(Stored data)
━━━━━━━━━━━━━━━━━━━━━━━━━━━━━━

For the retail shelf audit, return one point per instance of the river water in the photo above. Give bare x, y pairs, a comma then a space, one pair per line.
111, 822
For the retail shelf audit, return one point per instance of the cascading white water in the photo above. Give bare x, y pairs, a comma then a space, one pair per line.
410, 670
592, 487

━━━━━━━━━━━━━━━━━━━━━━━━━━━━━━

Goal of the exercise: Could you output every one of these records as a two-column CSV with the columns text and answer, one row per record, each value in a single quoted field and any line breaks replaced by spaces?

Correct output:
text,answer
"For the retail shelf audit, return one point per instance of the river water in the photo above. Give bare x, y pairs, a comma then a space, one pair per line.","111, 822"
"For the retail shelf audit, return one point per instance of the cascading white water in the photo above. Give bare x, y pairs, a comma then a space, one pair per line.","410, 670 592, 487"